# Start of THE INPUT

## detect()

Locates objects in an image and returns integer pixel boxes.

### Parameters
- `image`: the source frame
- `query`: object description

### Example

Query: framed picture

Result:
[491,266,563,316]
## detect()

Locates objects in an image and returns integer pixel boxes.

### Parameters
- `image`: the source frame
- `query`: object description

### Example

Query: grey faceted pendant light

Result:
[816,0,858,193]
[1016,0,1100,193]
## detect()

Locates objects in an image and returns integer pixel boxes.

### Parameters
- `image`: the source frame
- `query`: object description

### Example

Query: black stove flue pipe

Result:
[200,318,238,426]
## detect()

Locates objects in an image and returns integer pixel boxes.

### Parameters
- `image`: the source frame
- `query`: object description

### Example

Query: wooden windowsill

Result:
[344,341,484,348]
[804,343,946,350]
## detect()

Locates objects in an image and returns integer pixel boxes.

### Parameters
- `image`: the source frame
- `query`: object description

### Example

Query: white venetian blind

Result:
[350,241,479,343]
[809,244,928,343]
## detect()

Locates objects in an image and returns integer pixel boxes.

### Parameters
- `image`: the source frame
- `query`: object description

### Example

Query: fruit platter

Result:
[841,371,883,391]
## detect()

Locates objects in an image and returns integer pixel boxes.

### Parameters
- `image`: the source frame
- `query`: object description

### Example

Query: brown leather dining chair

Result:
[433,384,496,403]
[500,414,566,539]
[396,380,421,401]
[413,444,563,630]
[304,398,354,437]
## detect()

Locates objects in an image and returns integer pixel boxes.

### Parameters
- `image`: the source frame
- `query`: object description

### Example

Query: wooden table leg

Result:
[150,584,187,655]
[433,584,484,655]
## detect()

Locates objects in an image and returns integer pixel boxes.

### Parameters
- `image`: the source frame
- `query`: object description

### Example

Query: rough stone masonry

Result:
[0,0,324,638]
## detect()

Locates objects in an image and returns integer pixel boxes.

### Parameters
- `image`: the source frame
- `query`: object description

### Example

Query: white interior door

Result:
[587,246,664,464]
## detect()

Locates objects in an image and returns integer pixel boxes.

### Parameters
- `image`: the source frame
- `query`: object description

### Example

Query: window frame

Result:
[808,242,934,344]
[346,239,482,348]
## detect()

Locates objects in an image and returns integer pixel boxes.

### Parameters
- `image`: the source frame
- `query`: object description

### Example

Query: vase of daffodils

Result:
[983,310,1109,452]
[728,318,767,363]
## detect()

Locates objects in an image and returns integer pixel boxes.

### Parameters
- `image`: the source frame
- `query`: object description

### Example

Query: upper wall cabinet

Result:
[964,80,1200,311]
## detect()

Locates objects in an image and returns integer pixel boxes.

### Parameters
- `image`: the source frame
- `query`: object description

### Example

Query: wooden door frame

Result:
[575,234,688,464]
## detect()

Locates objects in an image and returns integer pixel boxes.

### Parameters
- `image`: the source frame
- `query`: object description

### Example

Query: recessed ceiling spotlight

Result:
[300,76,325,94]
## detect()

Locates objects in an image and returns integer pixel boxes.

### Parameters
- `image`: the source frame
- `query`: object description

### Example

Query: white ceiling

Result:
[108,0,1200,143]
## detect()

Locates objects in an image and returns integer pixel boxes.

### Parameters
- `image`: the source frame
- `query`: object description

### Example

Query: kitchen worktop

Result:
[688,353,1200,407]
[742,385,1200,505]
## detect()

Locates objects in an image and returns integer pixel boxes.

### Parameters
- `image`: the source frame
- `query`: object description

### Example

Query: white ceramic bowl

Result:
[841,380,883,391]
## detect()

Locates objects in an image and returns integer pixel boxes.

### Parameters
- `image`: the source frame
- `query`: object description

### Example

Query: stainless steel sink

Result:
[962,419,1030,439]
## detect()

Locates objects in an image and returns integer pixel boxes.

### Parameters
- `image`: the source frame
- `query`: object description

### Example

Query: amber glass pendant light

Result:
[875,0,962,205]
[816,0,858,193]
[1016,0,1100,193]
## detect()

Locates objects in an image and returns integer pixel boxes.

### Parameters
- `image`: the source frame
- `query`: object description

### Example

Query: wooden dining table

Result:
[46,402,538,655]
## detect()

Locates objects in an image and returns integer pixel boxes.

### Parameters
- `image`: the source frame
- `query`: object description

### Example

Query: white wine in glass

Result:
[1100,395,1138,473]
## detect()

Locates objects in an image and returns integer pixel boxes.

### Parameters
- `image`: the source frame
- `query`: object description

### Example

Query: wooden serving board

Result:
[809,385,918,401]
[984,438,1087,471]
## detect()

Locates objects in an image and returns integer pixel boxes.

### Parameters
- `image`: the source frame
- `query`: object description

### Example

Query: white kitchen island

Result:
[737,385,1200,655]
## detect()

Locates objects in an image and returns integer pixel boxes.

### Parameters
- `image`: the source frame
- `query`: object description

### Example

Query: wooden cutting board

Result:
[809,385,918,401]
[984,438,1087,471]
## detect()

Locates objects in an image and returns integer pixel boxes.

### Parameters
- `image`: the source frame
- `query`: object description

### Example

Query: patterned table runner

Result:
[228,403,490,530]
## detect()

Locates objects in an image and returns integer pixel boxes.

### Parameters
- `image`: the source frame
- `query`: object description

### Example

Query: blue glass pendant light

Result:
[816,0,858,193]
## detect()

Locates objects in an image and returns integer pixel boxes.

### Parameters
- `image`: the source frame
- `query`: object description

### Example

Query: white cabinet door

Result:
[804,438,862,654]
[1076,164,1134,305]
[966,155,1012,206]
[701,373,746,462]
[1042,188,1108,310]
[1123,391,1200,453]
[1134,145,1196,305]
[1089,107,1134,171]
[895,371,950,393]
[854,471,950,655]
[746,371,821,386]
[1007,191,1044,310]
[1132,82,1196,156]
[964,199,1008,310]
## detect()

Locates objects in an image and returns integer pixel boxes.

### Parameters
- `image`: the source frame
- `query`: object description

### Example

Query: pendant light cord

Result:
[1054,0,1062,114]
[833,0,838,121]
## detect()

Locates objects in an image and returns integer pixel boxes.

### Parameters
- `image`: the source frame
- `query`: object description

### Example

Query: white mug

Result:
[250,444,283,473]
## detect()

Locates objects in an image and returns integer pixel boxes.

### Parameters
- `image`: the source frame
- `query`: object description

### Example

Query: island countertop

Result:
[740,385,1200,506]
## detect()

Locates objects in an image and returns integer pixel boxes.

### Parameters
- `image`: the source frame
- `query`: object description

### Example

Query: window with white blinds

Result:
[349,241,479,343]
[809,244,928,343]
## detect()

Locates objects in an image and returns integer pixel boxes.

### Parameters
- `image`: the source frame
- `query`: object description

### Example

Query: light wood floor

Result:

# End of THE INPUT

**WRITTEN TASK**. Please collect every line in the records above that contains the word "board", and copy each one.

**ANSWER BELOW**.
Query: wooden serving board
Query: wooden cutting board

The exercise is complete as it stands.